## Records provided
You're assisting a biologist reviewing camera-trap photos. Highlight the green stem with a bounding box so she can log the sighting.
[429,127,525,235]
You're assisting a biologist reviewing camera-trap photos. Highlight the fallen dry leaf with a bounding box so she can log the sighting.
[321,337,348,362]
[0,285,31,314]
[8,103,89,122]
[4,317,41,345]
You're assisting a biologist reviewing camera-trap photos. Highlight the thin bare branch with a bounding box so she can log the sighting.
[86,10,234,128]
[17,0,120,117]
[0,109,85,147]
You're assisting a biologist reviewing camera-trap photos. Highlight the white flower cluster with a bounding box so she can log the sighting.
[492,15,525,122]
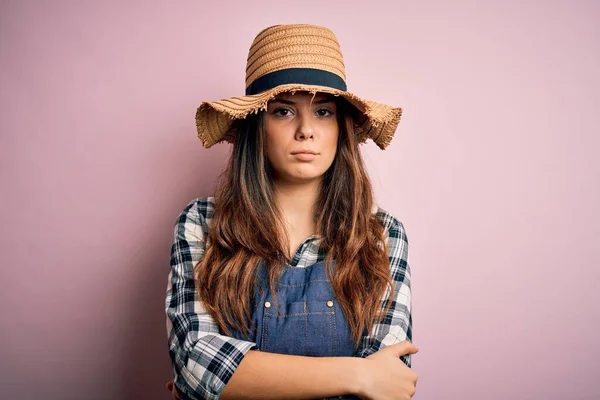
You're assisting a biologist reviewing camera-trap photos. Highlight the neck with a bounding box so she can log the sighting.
[275,180,320,221]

## Given task
Write out all the lines above again, requests included, but increase every bounding box coordinate by 149. Leave out the pictures.

## Written solution
You're assisting a biologist reviewing camera-trap photos. Highlight the green stem with a bounding box so she can log the sighting.
[578,276,674,384]
You're assisting a biologist reviewing camera-trap photos. Highlight the fallen dry leaf with a bounding box so she can log the sighting.
[470,486,497,511]
[149,434,180,463]
[157,252,238,271]
[153,466,190,494]
You're assisting a biologist reviewing camera-trap photos. Highlight the thin bare branch with a bounding box so she can log the sighting.
[235,159,383,277]
[166,149,269,266]
[149,258,234,296]
You're assisting a biologist reviewing camera-trap photos. Highlight the white flower cluster with a bounding box so she can log the sighting.
[641,164,674,271]
You're assisting a biologist reviewing camera-trap photos. Highlight the neck with a bounding box so she can log the sighting.
[424,329,469,370]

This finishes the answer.